TASK:
Set down the data below in full and exactly, minus the pictures.

DATA EXTRACTS:
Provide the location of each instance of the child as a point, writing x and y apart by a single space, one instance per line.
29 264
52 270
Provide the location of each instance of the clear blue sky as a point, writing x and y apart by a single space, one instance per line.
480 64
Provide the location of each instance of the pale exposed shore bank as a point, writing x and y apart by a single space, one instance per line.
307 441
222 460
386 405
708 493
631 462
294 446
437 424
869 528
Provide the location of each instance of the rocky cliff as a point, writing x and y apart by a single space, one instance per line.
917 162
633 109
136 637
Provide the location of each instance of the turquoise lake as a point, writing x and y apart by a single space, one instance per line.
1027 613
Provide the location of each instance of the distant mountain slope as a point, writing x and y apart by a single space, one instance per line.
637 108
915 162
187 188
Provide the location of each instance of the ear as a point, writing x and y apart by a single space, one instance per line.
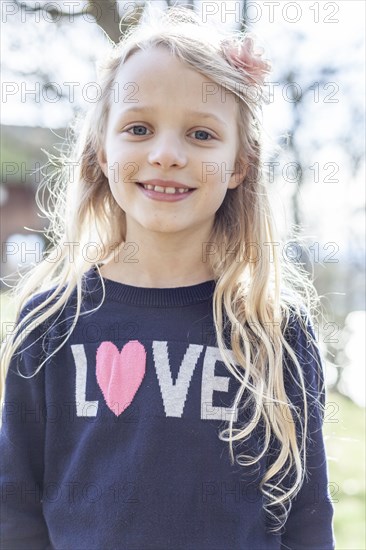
102 161
238 175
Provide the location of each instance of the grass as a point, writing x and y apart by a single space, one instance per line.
344 431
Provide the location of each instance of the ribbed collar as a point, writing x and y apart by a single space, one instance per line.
150 297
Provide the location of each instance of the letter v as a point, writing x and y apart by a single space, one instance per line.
174 395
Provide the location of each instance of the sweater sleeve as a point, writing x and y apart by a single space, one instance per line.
309 524
22 448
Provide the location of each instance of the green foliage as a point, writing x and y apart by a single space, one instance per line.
344 431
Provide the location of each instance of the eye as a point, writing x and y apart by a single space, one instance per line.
202 135
140 130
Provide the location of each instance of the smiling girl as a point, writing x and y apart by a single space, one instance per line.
164 387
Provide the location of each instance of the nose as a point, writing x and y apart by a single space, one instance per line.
167 150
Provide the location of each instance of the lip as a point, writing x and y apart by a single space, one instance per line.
164 197
166 183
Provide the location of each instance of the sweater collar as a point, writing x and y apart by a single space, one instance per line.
150 297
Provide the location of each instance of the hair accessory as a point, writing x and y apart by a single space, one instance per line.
242 56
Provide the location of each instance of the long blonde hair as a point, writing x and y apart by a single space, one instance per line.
254 296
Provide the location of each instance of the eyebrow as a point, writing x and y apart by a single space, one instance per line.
191 113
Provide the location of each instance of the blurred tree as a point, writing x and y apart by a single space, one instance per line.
105 12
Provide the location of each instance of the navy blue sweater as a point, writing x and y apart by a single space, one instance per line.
114 443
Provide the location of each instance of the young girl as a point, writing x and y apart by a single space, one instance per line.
164 388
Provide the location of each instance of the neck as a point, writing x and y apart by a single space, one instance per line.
160 261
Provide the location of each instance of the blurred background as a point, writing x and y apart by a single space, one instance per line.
316 178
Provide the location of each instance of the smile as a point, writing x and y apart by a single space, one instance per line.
169 190
165 194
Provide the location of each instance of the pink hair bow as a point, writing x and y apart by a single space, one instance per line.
242 56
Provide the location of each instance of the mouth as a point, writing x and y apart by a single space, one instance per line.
166 190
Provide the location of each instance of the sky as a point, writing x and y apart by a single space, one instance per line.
304 36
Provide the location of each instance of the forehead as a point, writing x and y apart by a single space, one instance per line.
156 77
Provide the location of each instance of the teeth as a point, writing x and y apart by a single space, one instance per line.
169 190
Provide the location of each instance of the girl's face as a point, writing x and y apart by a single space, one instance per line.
169 123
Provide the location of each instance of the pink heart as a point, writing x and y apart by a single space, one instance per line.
119 374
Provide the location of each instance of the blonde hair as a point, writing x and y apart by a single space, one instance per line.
254 297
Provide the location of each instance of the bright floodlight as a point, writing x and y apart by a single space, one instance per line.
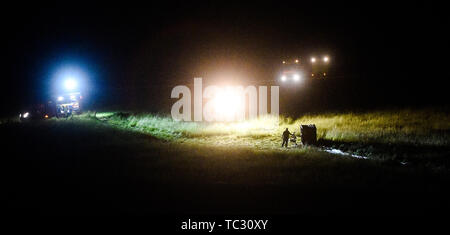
70 84
227 104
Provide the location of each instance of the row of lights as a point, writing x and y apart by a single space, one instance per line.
296 77
313 60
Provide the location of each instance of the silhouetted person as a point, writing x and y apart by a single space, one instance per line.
286 135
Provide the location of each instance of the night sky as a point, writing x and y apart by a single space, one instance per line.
383 55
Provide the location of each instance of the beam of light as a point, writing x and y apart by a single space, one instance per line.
227 104
70 84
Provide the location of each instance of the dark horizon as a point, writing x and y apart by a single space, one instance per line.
383 56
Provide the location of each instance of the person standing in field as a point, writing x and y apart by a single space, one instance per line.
286 135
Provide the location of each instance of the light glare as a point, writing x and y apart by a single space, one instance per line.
70 84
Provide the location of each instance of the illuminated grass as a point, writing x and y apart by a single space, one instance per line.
417 127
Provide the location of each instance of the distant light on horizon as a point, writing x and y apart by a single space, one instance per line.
70 84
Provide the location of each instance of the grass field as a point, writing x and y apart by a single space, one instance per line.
412 136
141 163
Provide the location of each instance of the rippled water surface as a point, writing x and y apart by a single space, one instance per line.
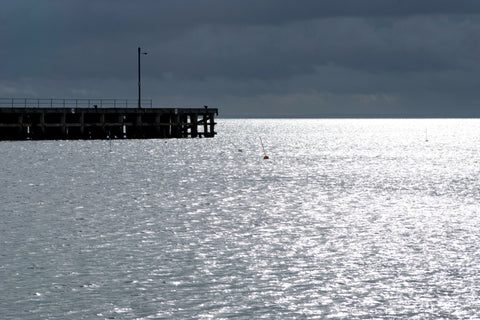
347 219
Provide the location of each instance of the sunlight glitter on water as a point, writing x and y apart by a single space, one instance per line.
347 219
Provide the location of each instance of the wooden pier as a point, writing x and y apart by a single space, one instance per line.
70 119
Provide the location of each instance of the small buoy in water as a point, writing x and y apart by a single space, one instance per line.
265 157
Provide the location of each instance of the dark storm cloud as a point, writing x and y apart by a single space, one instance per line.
368 55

RESULT BELOW:
Provide the location of each instance of the child as a point, writing x and y apart by a single space, one instance per line.
29 264
52 270
Provide the location of each instance of the clear blue sky as a point, writing x and y apart by a single space, one instance per line.
480 64
Provide the location of each instance of the pale exposed shore bank as a point, writing x and y apart by a single space, one instance per line.
307 441
222 460
386 405
708 493
631 462
294 446
437 424
869 528
Provide the location of each instance of the rocky cliff as a point, writing x and y apart by a single space, one instance per line.
917 162
633 109
136 637
Provide the location of each instance of the turquoise lake as a point, writing x and y apart by a single space, one instance per line.
1027 613
Provide the location of each instance of the distant mountain slope as a point, writing x and y apart by a single space, one instance per line.
637 108
915 162
187 188
Provide the location of each instance of the ear as a point, writing x and y apart by a single space, one instance per line.
102 161
238 175
Provide the location of each instance of the grass as a point, writing x and y apart by a single space, one instance per line.
344 431
Provide the location of each instance of the ribbed collar as a point, writing x and y apart by a single space, one instance per line.
150 297
Provide the location of each instance of the letter v as a point, writing x and y apart by a single space, one instance per line.
174 395
Provide the location of each instance of the sweater sleeve as a point, writing x and y apart by a single space, one instance per line.
309 524
22 448
Provide the location of each instance of the green foliage as a point, writing x and y apart by a single space, one instance per line.
344 431
Provide the location of each instance of the eye as a point, writing x and y apart by a single space, one instance per line.
202 135
140 130
Provide the location of each instance of the smiling girl as a point, writing x and y apart by a single space, one instance per line.
164 387
Provide the location of each instance of the nose as a point, writing x and y apart by a single space, one instance per line.
167 150
Provide the location of each instance of the lip as a point, writing x and y apart by a single space, one instance per line.
164 197
166 183
Provide the location of each instance of the sweater collar as a point, writing x and y apart by a single space, one instance per line.
150 297
Provide the location of each instance of the hair accessory as a point, writing x and y apart by a single space, one instance per line.
242 56
Provide the location of each instance of the long blonde hair as a point, writing x and y apart by a single space, one instance per line.
254 296
Provide the location of each instance of the eyebrow as a point, writing x and y apart by a single space, one instance per line.
191 113
Provide the location of each instance of the blurred tree as a point, writing x and y apart by a single space, one instance per line.
105 12
Provide the location of each instance of the navy blue sweater as a point, writing x and y apart by a single space, one instance per line.
114 443
Provide the location of each instance of the young girl as a point, writing x and y apart by a single space, one instance per line.
164 388
Provide the location of each instance of the neck as a point, writing x and y apart by a single space, one instance per line.
160 261
Provide the location of each instance of the blurred background as a point, writing x and y apart by a single space, one instance per line.
316 178
Provide the location of each instance of the smile as a point, writing x and y apart by a single space, one instance per line.
169 190
165 194
Provide the location of each instance of the pink hair bow as a point, writing x and y apart by a single space, one instance per line.
242 56
Provide the location of each instance of the mouth as a point, writing x and y apart by a single space, one instance per line.
166 190
Provide the location of each instance of the sky as a point, writing x and y apart by a single space, one instance per line.
304 36
Provide the location of each instance of the forehead as a point, writing x and y apart by a single space, one instance per line.
156 77
Provide the location of each instance of the teeth as a point, writing x and y apart by a single space, one instance per line.
169 190
Provide the location of each instance of the girl's face as a point, writing x and y apart by a single space, one instance per line.
169 123
Provide the location of each instance of the pink heart as a point, writing x and y apart by a single space, one instance per line.
119 374
Provide the location of each instance of the blonde hair as a point, writing x and y apart by a single space, one instance per line.
254 297
Provide the location of each instance of the bright floodlight as a point, writing x and y apart by a single space, one instance per line.
70 84
227 104
Provide the location of each instance of the row of lights as a point, writing x and y apart by a single space, one instance per line.
296 77
313 60
Provide the location of each instance of the silhouetted person as a point, writing x and y apart by a single space, one instance per line.
286 135
Provide the location of each instance of the night sky as a point, writing x and y apart by a single space, one instance per line.
383 55
Provide the location of each instance of the beam of light as a point, writing x and y apart by a single space, one instance per line.
227 104
70 84
Provide the location of each instance of the dark horizon as a point, writing x and y apart by a single space, one instance per line.
383 56
Provide the location of each instance of the person standing in field as a point, writing x and y apart by a single space, one instance per line.
286 135
Provide the location of each instance of the light glare as a point, writing x and y apart by a single space, one instance per line.
70 84
Provide the location of each instance of the illuminated grass as a point, writing x and y apart by a single space, one instance per line.
417 127
Provide the location of each instance of the distant light on horizon as a point, writing x and y apart by a single space, one instance per line.
70 84
Provide the location of each instance of the grass field as a point, writing x and y apart by a single space, one instance per line.
412 136
141 163
Provide the location of each instance of the rippled water surface as a point, writing x and y apart by a single space, one instance per line.
347 219
Provide the location of each instance of the sunlight glitter on water as a point, writing x and y apart by a single space, one instance per line.
347 219
Provide the location of each instance of the wooden pier as a point, writing x and y apart by a single space, one instance per line.
70 119
Provide the location of each instance of the small buoy in water as a point, writing x and y apart by a single space, one instance per line.
265 157
Provide the location of each instance of the dark storm cloud as a point, writing x and y apart by a single space, one instance per line.
368 55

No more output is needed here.